(What you need to do):
Copy out, exactly as written, only the line containing "find man's thigh" and the lines after it through the end of the records.

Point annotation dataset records
--- start ---

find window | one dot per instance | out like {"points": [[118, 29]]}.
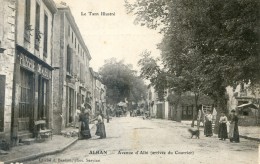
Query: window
{"points": [[43, 98], [27, 25], [25, 95], [69, 60], [37, 27], [45, 45]]}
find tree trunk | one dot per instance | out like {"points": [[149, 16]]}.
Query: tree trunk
{"points": [[221, 106], [194, 115], [177, 107]]}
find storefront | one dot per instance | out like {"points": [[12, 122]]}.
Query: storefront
{"points": [[32, 94]]}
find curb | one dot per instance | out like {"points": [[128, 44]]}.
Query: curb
{"points": [[250, 138], [51, 152], [34, 156]]}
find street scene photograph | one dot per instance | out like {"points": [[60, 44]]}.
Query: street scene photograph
{"points": [[129, 81]]}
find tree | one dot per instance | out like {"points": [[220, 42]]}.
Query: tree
{"points": [[122, 82], [224, 35]]}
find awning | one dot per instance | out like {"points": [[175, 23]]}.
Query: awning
{"points": [[250, 105]]}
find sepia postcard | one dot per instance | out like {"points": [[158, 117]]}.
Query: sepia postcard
{"points": [[129, 81]]}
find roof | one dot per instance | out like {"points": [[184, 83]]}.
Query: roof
{"points": [[51, 5], [250, 105], [190, 99]]}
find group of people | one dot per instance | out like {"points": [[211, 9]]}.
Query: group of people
{"points": [[223, 134], [82, 119]]}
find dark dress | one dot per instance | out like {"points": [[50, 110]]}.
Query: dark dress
{"points": [[222, 133], [101, 131], [234, 134], [208, 126], [84, 130]]}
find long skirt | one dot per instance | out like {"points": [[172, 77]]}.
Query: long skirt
{"points": [[101, 131], [222, 133], [208, 128], [233, 133], [84, 131]]}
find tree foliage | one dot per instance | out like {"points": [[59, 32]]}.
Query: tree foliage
{"points": [[122, 82], [207, 45], [223, 36]]}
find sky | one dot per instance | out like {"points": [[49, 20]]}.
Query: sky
{"points": [[112, 36]]}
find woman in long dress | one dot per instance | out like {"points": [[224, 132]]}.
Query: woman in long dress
{"points": [[222, 134], [233, 128], [101, 131], [78, 112], [208, 124], [84, 128]]}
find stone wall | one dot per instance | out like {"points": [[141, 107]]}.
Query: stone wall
{"points": [[7, 39]]}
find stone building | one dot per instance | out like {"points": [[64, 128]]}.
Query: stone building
{"points": [[71, 58], [246, 101], [27, 34], [7, 59]]}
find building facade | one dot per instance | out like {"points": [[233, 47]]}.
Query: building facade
{"points": [[72, 58], [27, 33], [7, 59], [33, 66]]}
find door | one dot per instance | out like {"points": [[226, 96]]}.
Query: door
{"points": [[25, 113], [43, 98]]}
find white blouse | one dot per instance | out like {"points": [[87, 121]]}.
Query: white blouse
{"points": [[223, 119], [208, 117]]}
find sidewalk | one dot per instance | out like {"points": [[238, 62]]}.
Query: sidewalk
{"points": [[28, 152], [247, 132]]}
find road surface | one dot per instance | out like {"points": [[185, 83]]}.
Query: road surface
{"points": [[134, 140]]}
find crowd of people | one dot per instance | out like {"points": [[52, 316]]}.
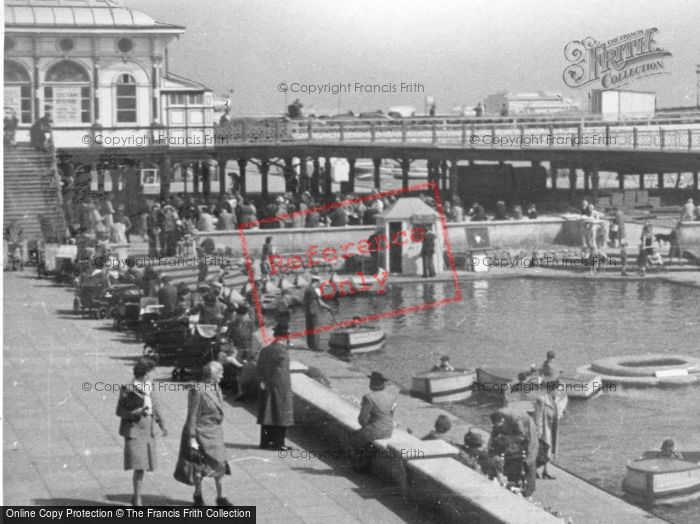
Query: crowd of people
{"points": [[241, 367], [520, 444]]}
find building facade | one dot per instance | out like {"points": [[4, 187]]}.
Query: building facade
{"points": [[99, 70]]}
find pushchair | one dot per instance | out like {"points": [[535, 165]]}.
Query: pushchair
{"points": [[182, 343], [126, 312], [88, 293], [109, 299], [15, 261]]}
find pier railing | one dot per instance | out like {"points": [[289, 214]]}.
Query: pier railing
{"points": [[671, 132]]}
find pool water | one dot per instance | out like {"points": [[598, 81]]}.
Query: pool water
{"points": [[515, 322]]}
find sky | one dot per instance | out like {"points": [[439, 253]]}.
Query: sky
{"points": [[457, 51]]}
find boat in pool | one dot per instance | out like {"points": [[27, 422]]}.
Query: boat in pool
{"points": [[443, 386], [655, 479], [581, 385], [357, 339], [502, 380]]}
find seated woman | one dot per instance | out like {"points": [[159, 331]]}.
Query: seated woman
{"points": [[668, 450], [442, 428], [444, 364]]}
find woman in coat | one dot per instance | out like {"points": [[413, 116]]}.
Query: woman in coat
{"points": [[276, 408], [203, 432], [139, 412]]}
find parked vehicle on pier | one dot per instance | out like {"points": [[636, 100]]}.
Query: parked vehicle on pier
{"points": [[89, 293], [181, 342]]}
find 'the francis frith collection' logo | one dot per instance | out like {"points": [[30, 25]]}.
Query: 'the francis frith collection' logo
{"points": [[615, 63]]}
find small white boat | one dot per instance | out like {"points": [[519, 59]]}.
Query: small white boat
{"points": [[443, 386], [357, 339], [654, 479], [581, 385]]}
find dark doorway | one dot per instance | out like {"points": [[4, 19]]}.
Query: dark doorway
{"points": [[395, 249]]}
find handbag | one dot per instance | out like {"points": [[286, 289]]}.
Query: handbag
{"points": [[189, 470], [542, 454]]}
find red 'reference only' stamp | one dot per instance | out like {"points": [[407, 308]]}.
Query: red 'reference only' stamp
{"points": [[316, 256]]}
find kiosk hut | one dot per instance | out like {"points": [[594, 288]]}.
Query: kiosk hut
{"points": [[398, 223]]}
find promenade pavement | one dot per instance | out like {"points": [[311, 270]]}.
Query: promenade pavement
{"points": [[61, 444]]}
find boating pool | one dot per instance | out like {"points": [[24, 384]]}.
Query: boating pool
{"points": [[514, 322]]}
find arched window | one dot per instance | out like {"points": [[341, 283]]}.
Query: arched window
{"points": [[126, 99], [18, 91], [67, 94]]}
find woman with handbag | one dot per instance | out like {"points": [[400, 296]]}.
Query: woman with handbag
{"points": [[139, 412], [202, 450]]}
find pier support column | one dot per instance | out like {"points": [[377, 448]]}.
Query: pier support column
{"points": [[405, 168], [443, 175], [165, 169], [327, 180], [264, 169], [454, 179], [289, 174], [315, 178], [351, 175], [101, 178], [595, 180], [222, 175], [573, 179], [207, 173], [377, 173], [242, 163]]}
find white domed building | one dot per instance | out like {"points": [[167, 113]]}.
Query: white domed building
{"points": [[97, 67]]}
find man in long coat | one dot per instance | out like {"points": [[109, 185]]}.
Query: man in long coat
{"points": [[276, 408], [511, 423]]}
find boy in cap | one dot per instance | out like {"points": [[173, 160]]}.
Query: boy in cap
{"points": [[377, 421], [312, 302], [442, 428]]}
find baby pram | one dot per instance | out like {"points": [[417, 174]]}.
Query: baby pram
{"points": [[108, 300], [182, 343], [88, 293], [127, 310]]}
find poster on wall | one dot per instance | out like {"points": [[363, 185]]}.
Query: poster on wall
{"points": [[66, 104]]}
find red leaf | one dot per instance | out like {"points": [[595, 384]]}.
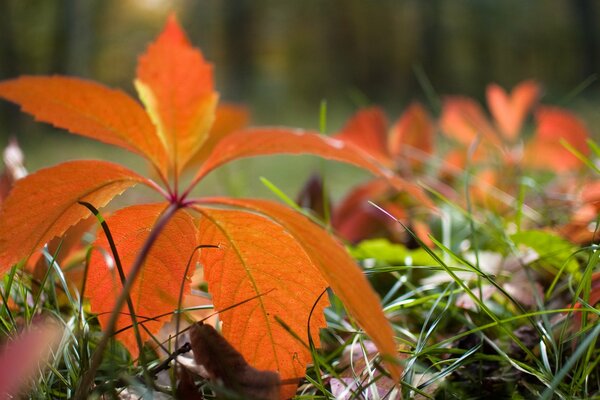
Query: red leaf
{"points": [[463, 120], [336, 266], [367, 129], [545, 150], [44, 204], [255, 142], [259, 257], [176, 85], [510, 112], [229, 118], [226, 364], [156, 290], [352, 218], [88, 109]]}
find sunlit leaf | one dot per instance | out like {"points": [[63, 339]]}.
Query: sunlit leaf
{"points": [[257, 256], [89, 109], [156, 290], [176, 85], [339, 270], [44, 204]]}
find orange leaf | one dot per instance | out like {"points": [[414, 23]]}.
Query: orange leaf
{"points": [[225, 364], [354, 218], [259, 256], [156, 290], [88, 109], [44, 204], [510, 112], [228, 119], [367, 129], [463, 120], [176, 85], [545, 151], [336, 266], [413, 132], [266, 141]]}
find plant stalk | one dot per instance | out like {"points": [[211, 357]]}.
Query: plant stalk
{"points": [[88, 377]]}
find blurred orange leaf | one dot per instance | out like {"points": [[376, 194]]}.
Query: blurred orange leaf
{"points": [[176, 85], [44, 204], [510, 111], [413, 132], [545, 150]]}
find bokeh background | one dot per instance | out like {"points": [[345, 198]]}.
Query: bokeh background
{"points": [[282, 58]]}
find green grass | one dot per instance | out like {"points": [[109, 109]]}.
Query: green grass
{"points": [[497, 347]]}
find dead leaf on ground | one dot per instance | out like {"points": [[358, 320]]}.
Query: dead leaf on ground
{"points": [[224, 364]]}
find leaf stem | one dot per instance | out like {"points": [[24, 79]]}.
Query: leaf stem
{"points": [[160, 224], [122, 277]]}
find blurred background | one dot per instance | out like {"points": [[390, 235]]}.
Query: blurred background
{"points": [[282, 58]]}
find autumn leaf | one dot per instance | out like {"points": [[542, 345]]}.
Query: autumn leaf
{"points": [[13, 168], [405, 146], [265, 249], [155, 292], [249, 264], [336, 266], [510, 111], [223, 363], [367, 129], [176, 85], [88, 109], [412, 133], [545, 150], [44, 204]]}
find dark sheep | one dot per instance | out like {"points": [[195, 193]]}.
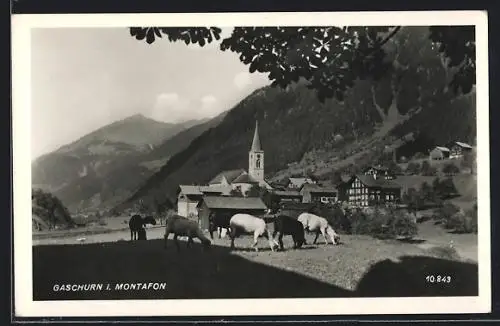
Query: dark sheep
{"points": [[217, 222], [137, 222], [286, 225], [182, 226], [141, 234]]}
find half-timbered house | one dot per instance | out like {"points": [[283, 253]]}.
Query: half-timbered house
{"points": [[365, 190]]}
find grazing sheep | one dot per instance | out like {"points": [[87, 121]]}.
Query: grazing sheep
{"points": [[141, 234], [248, 224], [286, 225], [136, 223], [182, 226], [218, 221], [318, 224]]}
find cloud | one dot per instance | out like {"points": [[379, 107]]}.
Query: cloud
{"points": [[242, 80], [170, 107]]}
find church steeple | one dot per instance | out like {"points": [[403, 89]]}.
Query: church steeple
{"points": [[256, 157], [256, 140]]}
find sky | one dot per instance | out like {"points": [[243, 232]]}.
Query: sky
{"points": [[85, 78]]}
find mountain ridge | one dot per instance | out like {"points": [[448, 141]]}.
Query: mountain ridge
{"points": [[89, 172]]}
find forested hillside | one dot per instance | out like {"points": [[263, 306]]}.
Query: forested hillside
{"points": [[413, 96]]}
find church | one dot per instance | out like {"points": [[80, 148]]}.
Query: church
{"points": [[189, 196]]}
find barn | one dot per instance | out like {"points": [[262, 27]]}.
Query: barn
{"points": [[365, 190], [439, 153], [230, 206], [458, 149], [290, 195], [313, 193]]}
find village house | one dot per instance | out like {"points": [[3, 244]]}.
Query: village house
{"points": [[379, 172], [297, 183], [294, 209], [313, 193], [189, 196], [439, 153], [365, 190], [228, 205], [458, 149], [288, 195]]}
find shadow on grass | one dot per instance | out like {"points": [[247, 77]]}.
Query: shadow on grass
{"points": [[408, 277], [412, 241], [194, 273]]}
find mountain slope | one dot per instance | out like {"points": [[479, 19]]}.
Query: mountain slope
{"points": [[296, 129], [103, 167]]}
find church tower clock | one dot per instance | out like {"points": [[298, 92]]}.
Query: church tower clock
{"points": [[256, 157]]}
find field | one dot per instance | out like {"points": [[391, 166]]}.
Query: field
{"points": [[359, 266]]}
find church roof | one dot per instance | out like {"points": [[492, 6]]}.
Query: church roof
{"points": [[245, 178], [235, 202], [230, 175], [256, 147]]}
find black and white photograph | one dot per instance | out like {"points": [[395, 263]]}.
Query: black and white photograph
{"points": [[335, 163]]}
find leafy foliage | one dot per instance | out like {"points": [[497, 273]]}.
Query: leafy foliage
{"points": [[444, 189], [189, 35], [427, 169], [450, 169], [50, 209], [330, 58], [384, 223], [236, 192], [413, 168], [315, 125]]}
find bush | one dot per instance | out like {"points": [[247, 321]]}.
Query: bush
{"points": [[336, 218], [450, 169], [463, 222], [444, 252], [403, 225], [445, 213], [472, 213], [362, 223], [384, 224]]}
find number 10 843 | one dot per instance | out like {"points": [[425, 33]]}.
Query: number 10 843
{"points": [[437, 279]]}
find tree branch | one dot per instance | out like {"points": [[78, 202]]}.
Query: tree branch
{"points": [[389, 36]]}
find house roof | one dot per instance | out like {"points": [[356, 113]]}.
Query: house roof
{"points": [[234, 202], [287, 193], [190, 190], [314, 188], [298, 182], [371, 182], [324, 190], [39, 220], [463, 144], [256, 147], [377, 167], [230, 175], [295, 206], [245, 178], [225, 190]]}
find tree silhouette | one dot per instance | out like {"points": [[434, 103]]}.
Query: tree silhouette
{"points": [[49, 208], [330, 59]]}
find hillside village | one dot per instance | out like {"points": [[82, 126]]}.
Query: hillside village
{"points": [[237, 190]]}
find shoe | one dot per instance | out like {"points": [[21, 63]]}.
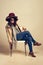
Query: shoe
{"points": [[37, 44], [32, 54]]}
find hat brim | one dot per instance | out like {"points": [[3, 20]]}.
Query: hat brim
{"points": [[8, 18]]}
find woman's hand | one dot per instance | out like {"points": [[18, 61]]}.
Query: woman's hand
{"points": [[23, 28]]}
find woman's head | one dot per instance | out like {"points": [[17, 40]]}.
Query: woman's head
{"points": [[12, 19]]}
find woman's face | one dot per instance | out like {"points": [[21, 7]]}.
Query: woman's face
{"points": [[12, 20]]}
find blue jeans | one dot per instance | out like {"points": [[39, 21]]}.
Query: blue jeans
{"points": [[26, 35]]}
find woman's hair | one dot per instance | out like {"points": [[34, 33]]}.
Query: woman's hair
{"points": [[9, 23]]}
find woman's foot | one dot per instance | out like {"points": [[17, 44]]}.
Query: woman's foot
{"points": [[37, 44], [32, 54]]}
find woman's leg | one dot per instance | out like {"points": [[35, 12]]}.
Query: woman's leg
{"points": [[23, 36]]}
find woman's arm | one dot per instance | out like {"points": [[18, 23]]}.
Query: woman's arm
{"points": [[9, 34]]}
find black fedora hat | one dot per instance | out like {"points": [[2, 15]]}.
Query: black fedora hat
{"points": [[11, 15]]}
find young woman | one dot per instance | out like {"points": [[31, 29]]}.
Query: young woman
{"points": [[14, 31]]}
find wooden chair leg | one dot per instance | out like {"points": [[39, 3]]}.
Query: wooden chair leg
{"points": [[11, 46]]}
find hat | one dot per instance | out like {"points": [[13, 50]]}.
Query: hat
{"points": [[11, 15]]}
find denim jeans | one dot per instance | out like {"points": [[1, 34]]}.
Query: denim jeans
{"points": [[26, 35]]}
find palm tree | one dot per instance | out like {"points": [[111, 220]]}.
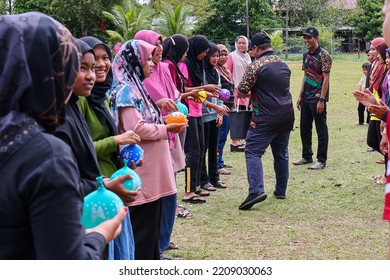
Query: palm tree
{"points": [[175, 20], [128, 20]]}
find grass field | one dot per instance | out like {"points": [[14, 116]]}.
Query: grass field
{"points": [[334, 213]]}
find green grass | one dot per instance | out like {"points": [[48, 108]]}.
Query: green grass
{"points": [[334, 213]]}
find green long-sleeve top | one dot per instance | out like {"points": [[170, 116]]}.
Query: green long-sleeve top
{"points": [[104, 144]]}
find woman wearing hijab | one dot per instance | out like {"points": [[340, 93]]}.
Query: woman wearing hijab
{"points": [[163, 92], [226, 83], [192, 68], [237, 62], [212, 112], [175, 49], [104, 133], [40, 197], [374, 134], [135, 110]]}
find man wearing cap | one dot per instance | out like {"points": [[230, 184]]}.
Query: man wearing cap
{"points": [[312, 99], [267, 80]]}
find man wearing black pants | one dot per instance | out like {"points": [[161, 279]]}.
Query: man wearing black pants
{"points": [[312, 99]]}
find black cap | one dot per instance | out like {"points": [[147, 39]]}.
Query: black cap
{"points": [[260, 39], [311, 31]]}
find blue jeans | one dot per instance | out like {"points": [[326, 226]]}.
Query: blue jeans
{"points": [[257, 141], [168, 214], [223, 133]]}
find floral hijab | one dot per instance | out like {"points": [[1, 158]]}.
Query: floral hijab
{"points": [[127, 87]]}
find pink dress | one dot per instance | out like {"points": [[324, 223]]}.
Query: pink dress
{"points": [[156, 171]]}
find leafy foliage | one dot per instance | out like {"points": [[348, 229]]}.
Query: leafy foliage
{"points": [[368, 20], [81, 17], [176, 20], [229, 19], [127, 20]]}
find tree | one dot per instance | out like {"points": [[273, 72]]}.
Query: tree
{"points": [[368, 20], [128, 20], [228, 19], [81, 17], [175, 20]]}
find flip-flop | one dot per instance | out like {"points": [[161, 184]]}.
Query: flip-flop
{"points": [[172, 246], [220, 185], [223, 171], [208, 187], [185, 214], [202, 193], [195, 199]]}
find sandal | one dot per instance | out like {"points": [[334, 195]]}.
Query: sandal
{"points": [[381, 180], [185, 214], [208, 187], [183, 207], [172, 246], [220, 185], [223, 171], [195, 199], [202, 193]]}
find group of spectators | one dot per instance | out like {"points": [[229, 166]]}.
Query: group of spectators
{"points": [[68, 106]]}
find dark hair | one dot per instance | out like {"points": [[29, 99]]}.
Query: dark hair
{"points": [[264, 46], [366, 65]]}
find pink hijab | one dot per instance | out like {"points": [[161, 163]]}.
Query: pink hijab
{"points": [[160, 84]]}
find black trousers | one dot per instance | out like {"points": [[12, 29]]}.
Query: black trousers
{"points": [[209, 172], [308, 115], [374, 137], [361, 108], [145, 220], [194, 150]]}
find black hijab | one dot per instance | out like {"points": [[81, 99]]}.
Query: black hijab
{"points": [[39, 62], [99, 92], [210, 71], [198, 44]]}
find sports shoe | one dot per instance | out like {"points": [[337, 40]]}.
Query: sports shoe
{"points": [[302, 161], [318, 165], [251, 200]]}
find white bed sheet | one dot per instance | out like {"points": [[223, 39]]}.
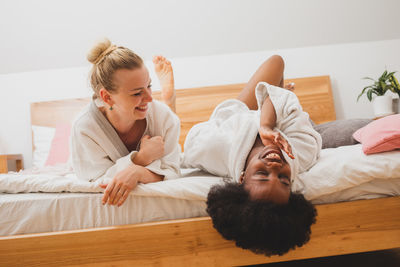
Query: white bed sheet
{"points": [[342, 174]]}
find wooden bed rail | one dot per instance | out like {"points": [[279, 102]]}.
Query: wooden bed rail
{"points": [[364, 225]]}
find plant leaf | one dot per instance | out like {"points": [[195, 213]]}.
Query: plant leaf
{"points": [[369, 95], [368, 78]]}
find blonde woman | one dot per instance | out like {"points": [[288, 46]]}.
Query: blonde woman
{"points": [[124, 134]]}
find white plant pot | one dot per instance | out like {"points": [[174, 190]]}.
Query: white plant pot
{"points": [[383, 105]]}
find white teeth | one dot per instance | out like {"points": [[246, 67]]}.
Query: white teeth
{"points": [[273, 155]]}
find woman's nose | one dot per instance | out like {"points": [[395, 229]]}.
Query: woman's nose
{"points": [[148, 97]]}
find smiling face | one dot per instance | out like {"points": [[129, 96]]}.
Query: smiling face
{"points": [[267, 175], [133, 93]]}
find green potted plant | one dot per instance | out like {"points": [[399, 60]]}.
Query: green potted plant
{"points": [[382, 103]]}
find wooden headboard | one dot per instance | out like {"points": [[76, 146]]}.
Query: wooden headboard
{"points": [[195, 105]]}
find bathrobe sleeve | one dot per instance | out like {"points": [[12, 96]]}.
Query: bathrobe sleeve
{"points": [[293, 123], [89, 158], [166, 124]]}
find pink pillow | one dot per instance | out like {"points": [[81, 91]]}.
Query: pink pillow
{"points": [[59, 150], [380, 135]]}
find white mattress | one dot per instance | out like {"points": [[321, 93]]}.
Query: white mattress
{"points": [[342, 174]]}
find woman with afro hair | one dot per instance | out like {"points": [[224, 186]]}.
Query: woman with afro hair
{"points": [[260, 141]]}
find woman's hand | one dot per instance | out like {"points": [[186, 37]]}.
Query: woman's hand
{"points": [[268, 135], [151, 148], [117, 191]]}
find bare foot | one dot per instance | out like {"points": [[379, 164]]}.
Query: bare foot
{"points": [[290, 86], [165, 74]]}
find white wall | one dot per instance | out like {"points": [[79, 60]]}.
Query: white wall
{"points": [[47, 34], [345, 63]]}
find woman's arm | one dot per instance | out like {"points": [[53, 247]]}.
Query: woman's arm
{"points": [[268, 114], [117, 191]]}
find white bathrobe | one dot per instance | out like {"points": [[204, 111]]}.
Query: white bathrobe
{"points": [[98, 152], [221, 144]]}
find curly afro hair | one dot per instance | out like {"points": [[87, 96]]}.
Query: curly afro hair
{"points": [[260, 226]]}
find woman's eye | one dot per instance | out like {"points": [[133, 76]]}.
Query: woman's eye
{"points": [[264, 173], [284, 179]]}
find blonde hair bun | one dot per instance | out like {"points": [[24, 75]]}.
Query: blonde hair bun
{"points": [[98, 50]]}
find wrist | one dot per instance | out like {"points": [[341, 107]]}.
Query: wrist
{"points": [[139, 158]]}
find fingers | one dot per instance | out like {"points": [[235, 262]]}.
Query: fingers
{"points": [[107, 192], [285, 146], [118, 196], [114, 193], [123, 198]]}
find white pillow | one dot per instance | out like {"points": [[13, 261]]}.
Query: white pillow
{"points": [[346, 167], [42, 138]]}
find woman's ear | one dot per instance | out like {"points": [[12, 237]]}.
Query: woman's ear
{"points": [[106, 97], [241, 178]]}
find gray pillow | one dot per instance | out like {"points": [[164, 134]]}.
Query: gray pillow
{"points": [[340, 132]]}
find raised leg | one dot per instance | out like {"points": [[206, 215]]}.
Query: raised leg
{"points": [[271, 71]]}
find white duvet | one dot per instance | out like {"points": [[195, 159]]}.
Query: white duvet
{"points": [[337, 170]]}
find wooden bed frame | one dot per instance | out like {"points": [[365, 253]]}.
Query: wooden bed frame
{"points": [[341, 228]]}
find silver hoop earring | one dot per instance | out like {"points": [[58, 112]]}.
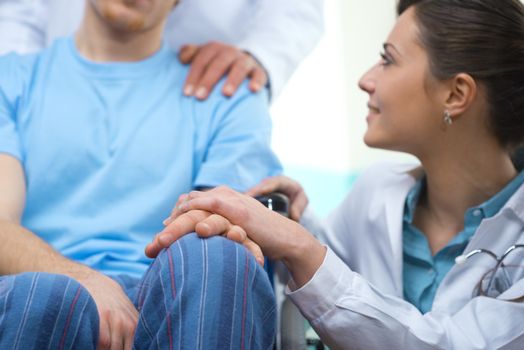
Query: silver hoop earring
{"points": [[447, 118]]}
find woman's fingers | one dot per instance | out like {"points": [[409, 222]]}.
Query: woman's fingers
{"points": [[255, 250]]}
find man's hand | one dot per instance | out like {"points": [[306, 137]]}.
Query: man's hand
{"points": [[204, 224], [118, 316], [212, 61]]}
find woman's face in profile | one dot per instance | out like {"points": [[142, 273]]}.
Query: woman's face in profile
{"points": [[405, 102]]}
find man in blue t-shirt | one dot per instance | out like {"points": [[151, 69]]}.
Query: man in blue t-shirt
{"points": [[96, 144]]}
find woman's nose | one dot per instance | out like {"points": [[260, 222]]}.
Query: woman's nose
{"points": [[367, 81]]}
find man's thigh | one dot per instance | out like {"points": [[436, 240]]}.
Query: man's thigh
{"points": [[46, 311], [204, 293]]}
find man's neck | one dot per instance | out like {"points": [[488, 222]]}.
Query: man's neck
{"points": [[99, 42]]}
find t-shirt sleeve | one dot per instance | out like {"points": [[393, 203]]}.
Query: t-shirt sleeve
{"points": [[12, 79], [239, 152]]}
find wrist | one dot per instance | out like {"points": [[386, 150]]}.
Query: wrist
{"points": [[304, 257]]}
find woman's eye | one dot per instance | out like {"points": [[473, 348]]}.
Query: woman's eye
{"points": [[386, 60]]}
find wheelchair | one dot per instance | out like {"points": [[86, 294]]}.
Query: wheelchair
{"points": [[294, 332]]}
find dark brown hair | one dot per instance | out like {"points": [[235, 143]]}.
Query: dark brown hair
{"points": [[485, 39]]}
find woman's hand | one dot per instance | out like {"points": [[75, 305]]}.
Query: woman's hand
{"points": [[278, 237], [283, 184], [212, 61], [204, 224]]}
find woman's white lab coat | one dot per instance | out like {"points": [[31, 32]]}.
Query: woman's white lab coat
{"points": [[354, 301]]}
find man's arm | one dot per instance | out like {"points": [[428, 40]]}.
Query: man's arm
{"points": [[281, 34], [21, 251], [22, 25]]}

--- end ---

(Solution for this exercise):
find man's thigh | one dot per instance | out like {"points": [[436, 240]]}.
Query: man's thigh
{"points": [[46, 311], [204, 293]]}
find man's neck | one dot per instance | out like {"points": [[488, 222]]}.
Query: man's neck
{"points": [[99, 42]]}
find t-shirt sleeve | one dot per instance | out like {"points": [[393, 203]]}.
Query: t-shirt sleeve
{"points": [[12, 79], [239, 152]]}
find wrist | one dot per instance | out like {"points": [[386, 150]]}.
Query: wrist
{"points": [[304, 257]]}
find woman's eye | one dot per instance | out like {"points": [[473, 348]]}.
Query: woman's eye
{"points": [[386, 60]]}
find wheelchair | one dot per instance | out like {"points": [[86, 294]]}.
Query: wheelchair
{"points": [[294, 332]]}
find dark brown hair | one dot per instance | out like {"points": [[235, 143]]}.
Query: dark brown hair
{"points": [[485, 39]]}
find woman's hand | one dot per instance | out like {"points": [[75, 305]]}.
Query: woman's hand
{"points": [[278, 237], [283, 184], [212, 61], [204, 224]]}
find woman's white lab coat | one dot per instance | out like {"points": [[31, 32]]}.
Query: woman's white lab coat
{"points": [[354, 301]]}
find man's arm | one dot per instance | out like {"points": [[428, 40]]}.
Query: man's arm
{"points": [[281, 34], [21, 251], [22, 25]]}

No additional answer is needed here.